Records
------------------------------
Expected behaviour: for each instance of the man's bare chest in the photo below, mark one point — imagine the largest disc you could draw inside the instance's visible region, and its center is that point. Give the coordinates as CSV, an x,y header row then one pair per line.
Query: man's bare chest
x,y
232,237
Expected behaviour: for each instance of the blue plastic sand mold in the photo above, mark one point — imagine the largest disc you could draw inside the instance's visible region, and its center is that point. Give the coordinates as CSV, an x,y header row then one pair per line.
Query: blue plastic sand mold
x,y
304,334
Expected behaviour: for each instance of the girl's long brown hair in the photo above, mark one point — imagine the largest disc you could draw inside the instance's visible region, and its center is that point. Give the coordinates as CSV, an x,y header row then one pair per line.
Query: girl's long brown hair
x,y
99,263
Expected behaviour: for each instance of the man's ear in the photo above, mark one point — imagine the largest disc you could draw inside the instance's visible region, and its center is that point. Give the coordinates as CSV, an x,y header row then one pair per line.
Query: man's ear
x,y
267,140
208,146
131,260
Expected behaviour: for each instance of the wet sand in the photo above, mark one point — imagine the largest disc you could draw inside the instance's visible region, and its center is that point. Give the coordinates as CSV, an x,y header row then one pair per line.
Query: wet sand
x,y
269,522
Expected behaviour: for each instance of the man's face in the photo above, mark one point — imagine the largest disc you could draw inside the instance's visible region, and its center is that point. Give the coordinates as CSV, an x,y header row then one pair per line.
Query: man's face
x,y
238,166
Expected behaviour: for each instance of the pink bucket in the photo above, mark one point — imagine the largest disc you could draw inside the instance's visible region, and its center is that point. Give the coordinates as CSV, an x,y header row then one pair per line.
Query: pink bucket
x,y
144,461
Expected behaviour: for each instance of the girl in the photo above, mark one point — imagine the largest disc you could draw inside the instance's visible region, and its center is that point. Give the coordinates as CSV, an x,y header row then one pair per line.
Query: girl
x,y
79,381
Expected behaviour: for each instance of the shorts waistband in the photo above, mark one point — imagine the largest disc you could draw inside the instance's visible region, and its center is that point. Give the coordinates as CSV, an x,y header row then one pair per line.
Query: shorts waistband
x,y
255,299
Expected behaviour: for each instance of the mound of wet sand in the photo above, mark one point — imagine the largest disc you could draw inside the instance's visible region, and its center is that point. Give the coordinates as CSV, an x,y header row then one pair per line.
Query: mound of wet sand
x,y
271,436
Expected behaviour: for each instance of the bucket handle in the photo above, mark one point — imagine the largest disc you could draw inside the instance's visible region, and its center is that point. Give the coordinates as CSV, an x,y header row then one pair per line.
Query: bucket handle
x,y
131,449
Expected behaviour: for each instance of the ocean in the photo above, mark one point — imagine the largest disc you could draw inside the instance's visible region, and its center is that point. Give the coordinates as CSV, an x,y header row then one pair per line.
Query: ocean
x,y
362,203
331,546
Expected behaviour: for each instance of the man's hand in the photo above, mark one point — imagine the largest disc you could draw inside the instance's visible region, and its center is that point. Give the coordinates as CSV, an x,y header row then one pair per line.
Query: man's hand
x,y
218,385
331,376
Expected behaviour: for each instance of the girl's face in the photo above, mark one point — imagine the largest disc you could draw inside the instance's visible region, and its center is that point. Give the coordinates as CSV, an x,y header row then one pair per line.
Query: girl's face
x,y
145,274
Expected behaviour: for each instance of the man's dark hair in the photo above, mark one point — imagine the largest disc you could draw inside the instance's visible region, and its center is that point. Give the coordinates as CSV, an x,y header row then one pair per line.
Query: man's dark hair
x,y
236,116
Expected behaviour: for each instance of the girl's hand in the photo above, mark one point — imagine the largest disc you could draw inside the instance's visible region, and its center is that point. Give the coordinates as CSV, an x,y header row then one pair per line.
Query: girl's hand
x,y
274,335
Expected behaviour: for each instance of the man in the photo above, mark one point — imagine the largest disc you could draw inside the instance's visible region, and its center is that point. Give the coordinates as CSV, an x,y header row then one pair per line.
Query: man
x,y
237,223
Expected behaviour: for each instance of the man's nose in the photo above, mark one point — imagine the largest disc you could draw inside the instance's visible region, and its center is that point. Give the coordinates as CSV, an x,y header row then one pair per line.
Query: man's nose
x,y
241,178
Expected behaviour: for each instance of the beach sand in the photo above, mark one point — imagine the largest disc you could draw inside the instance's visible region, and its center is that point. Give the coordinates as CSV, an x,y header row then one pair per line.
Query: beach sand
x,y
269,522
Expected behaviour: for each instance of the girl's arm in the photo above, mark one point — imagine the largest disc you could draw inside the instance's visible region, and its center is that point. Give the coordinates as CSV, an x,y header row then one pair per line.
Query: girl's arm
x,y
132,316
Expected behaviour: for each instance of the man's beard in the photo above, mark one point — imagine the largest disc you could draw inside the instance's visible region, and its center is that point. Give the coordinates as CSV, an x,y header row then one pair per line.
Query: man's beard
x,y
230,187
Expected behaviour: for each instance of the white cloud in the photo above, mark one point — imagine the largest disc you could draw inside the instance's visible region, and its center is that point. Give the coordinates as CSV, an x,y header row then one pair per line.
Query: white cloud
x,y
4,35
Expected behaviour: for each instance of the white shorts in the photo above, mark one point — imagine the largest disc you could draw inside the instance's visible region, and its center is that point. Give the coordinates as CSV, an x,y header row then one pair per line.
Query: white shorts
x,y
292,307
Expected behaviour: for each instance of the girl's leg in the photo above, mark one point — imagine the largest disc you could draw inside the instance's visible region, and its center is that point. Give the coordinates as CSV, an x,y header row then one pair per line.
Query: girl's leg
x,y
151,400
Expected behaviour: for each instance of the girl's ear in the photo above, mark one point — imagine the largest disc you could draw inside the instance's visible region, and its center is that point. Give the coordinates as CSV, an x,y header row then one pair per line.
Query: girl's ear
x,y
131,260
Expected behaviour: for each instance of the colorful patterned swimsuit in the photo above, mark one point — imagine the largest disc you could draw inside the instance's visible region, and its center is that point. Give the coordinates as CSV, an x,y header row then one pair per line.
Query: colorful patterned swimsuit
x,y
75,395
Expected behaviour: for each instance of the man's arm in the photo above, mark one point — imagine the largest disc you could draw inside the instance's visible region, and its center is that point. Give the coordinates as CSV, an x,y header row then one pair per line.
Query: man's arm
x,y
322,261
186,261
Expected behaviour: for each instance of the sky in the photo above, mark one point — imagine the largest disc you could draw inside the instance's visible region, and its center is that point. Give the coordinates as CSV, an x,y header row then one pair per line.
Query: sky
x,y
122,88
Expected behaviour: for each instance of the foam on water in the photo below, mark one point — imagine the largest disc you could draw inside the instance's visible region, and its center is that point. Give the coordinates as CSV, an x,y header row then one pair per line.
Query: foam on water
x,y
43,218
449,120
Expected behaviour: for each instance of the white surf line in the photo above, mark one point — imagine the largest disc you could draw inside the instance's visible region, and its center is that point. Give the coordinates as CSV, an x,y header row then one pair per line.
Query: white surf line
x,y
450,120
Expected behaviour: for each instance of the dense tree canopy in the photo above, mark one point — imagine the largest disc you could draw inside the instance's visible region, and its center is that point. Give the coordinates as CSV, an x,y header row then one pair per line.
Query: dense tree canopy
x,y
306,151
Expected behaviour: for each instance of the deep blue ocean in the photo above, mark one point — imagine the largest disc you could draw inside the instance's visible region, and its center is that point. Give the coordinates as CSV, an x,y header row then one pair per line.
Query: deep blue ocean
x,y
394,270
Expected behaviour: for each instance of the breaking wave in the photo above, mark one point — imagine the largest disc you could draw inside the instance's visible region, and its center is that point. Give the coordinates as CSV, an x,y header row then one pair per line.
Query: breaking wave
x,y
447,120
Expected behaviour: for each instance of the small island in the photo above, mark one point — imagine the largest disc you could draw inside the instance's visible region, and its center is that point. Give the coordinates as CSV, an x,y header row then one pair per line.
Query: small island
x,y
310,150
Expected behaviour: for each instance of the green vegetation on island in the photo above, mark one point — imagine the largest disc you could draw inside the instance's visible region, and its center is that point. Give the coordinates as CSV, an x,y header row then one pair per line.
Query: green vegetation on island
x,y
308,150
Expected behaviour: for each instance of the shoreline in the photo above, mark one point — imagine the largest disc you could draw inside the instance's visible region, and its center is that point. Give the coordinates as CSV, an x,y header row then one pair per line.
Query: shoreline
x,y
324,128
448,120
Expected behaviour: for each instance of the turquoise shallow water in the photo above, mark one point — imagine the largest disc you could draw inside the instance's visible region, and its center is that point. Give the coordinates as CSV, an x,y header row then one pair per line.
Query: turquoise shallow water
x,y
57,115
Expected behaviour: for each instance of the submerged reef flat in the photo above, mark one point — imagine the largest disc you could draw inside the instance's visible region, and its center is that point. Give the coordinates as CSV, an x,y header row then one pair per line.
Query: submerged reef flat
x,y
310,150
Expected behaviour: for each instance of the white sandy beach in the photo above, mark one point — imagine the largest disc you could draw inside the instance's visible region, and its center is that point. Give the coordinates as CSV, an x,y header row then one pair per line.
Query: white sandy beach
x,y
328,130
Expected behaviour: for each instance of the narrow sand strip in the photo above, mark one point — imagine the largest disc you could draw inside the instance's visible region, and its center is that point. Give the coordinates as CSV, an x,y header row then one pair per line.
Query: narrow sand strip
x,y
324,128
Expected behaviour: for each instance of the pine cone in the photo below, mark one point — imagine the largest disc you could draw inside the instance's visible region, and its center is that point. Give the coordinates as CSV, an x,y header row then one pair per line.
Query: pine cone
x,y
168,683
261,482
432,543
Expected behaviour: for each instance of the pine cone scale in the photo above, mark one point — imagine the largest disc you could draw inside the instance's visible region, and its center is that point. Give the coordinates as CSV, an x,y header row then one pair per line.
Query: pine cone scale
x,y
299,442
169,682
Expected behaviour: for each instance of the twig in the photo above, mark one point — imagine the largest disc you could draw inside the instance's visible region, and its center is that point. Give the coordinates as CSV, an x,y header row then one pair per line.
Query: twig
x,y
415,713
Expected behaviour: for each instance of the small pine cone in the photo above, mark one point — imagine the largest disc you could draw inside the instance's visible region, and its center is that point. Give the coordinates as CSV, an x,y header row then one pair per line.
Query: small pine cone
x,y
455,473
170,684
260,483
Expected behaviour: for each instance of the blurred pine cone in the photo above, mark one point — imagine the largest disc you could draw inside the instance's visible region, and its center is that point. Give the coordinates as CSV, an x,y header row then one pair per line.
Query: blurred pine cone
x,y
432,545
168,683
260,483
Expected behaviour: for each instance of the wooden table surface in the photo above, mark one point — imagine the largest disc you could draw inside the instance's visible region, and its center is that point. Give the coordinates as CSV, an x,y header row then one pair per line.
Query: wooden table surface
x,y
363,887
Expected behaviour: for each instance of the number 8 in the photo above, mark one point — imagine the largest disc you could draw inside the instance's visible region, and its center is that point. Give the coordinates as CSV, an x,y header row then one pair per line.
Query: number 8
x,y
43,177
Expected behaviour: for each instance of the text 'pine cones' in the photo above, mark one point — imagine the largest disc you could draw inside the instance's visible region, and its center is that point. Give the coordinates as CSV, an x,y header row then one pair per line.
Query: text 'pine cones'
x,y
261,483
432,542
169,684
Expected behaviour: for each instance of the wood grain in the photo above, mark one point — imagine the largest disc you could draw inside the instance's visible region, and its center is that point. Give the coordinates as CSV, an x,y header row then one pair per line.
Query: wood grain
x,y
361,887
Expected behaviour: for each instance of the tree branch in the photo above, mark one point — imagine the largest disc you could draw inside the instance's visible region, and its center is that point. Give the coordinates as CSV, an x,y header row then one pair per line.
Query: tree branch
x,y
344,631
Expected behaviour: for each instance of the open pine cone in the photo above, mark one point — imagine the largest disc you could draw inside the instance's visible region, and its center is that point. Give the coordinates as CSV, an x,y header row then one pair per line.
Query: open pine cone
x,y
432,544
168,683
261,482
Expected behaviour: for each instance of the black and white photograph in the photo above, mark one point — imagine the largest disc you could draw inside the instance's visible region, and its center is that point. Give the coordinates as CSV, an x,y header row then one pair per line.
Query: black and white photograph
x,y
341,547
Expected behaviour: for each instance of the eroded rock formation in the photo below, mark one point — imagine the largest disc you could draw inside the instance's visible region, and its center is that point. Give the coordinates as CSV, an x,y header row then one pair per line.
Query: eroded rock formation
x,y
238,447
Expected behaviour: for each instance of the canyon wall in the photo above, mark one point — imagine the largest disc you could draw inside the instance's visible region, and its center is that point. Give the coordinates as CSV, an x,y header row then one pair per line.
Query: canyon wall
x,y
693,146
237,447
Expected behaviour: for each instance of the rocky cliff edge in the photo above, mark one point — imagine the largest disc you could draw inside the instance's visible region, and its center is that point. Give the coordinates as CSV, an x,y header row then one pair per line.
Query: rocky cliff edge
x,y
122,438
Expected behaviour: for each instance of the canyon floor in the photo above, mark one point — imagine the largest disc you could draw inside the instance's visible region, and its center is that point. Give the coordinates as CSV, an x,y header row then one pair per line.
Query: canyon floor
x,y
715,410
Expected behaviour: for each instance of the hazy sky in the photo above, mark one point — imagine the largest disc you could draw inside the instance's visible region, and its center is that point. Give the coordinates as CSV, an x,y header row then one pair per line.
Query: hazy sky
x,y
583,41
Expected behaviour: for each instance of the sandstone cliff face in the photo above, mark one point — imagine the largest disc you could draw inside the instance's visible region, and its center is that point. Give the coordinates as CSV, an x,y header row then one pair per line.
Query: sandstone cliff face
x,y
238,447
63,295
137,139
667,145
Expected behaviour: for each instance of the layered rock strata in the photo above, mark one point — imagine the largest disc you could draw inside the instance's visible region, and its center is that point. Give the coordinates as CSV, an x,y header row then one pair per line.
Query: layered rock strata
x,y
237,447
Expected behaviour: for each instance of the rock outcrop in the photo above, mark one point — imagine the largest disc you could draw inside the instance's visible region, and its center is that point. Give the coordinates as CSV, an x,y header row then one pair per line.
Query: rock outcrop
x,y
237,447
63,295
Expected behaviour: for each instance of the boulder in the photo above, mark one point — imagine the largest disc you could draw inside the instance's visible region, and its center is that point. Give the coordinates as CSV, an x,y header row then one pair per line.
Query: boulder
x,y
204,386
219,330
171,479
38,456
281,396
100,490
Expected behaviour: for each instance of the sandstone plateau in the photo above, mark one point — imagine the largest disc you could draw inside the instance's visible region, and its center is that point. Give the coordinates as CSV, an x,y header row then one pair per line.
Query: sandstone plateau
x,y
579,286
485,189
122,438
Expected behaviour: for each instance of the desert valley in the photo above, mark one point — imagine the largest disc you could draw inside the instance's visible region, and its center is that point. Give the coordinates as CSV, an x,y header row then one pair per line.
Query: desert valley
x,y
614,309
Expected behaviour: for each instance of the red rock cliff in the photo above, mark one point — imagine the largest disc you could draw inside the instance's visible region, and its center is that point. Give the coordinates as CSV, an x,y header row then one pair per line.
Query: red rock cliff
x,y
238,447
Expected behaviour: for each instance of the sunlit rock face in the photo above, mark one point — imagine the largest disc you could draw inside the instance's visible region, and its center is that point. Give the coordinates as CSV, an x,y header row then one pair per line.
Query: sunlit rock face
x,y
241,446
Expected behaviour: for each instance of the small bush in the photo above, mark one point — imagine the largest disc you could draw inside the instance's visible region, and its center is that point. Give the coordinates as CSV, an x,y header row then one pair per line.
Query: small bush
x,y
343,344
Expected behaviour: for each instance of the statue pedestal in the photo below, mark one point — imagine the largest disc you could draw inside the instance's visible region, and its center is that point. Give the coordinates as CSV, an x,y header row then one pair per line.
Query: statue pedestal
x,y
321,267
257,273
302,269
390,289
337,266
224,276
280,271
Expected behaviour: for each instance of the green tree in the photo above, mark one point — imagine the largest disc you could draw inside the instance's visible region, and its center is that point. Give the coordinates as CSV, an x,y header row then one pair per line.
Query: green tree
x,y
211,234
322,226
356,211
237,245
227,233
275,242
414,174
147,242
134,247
------------------------------
◆ Goal ◆
Look above for the line containing "Expected behaviour: for each instance of the statue", then transcribe it and all lines after it through the last, exactly and with nothing else.

◆ Exercise response ◆
Expected behaviour: for each instance of the statue pedestal in the photo below, mark one point — imagine the largest disc you could draw inside the instance's visible region, and its center is that point. Give the coordinates as CSV, an x,y header row then one pair per line.
Query: statue pedestal
x,y
321,267
257,273
302,269
390,289
337,266
224,276
280,271
Expected behaviour: for each instance of the green tree in the photo above, mark one point — imagine the largest disc you could draw inside the instance's visible region, and its center is that point. Give the coordinates as CSV, an x,y header row then one pair per line.
Query: green tree
x,y
211,234
322,226
356,211
237,245
227,233
275,242
414,174
147,242
134,247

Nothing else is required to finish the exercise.